» Exercise objective
Please print every line from the one containing "Could you please point to the snowy" through the last line of the records below, exactly as written and nothing more.

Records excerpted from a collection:
-------
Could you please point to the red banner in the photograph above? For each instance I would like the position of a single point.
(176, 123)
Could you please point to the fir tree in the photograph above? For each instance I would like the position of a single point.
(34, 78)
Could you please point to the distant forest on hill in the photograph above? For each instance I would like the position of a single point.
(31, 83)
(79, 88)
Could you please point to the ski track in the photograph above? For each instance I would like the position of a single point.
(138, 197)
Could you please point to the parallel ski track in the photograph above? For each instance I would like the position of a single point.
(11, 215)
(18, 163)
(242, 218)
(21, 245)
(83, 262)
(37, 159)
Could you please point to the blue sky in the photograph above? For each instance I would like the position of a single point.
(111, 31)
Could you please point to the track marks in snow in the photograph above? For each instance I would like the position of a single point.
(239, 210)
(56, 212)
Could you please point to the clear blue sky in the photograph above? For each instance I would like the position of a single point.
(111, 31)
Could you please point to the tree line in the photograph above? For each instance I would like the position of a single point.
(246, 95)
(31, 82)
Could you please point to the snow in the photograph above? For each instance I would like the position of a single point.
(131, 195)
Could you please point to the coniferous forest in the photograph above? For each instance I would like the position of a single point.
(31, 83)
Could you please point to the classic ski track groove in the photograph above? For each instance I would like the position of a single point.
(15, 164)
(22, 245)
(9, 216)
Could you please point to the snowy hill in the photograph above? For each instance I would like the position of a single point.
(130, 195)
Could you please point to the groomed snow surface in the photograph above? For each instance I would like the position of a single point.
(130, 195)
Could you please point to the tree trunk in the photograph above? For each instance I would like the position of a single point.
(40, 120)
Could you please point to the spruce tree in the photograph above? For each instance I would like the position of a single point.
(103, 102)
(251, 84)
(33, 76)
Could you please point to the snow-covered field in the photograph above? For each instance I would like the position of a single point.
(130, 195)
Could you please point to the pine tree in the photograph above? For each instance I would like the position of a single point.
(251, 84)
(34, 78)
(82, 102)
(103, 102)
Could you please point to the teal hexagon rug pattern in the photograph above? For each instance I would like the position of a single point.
-------
» Exercise solution
Could you please point to the snowy hill in the photograph above? For each instance I would like the position of a single point.
(130, 195)
Could you please point to the groomed snow surface in the photograph above? For each instance I would like the position of a single point.
(130, 195)
Could you please point to the tree trunk in the photograph above? For each instance I would like the position of a single point.
(40, 120)
Could you please point to the spruce tree in the photograph above? For each instance I would like the position of a single point.
(103, 102)
(251, 84)
(33, 76)
Could you please point to the snow-covered field in the photograph above? For each instance I would like the position of a single point.
(130, 195)
Could you please point to the pine tree in the photograph above? For each instance I would like the position of a single point.
(251, 84)
(34, 78)
(82, 102)
(103, 102)
Could you please point to the teal hexagon rug pattern in the photograph above? For each instance I would like the position of a single point.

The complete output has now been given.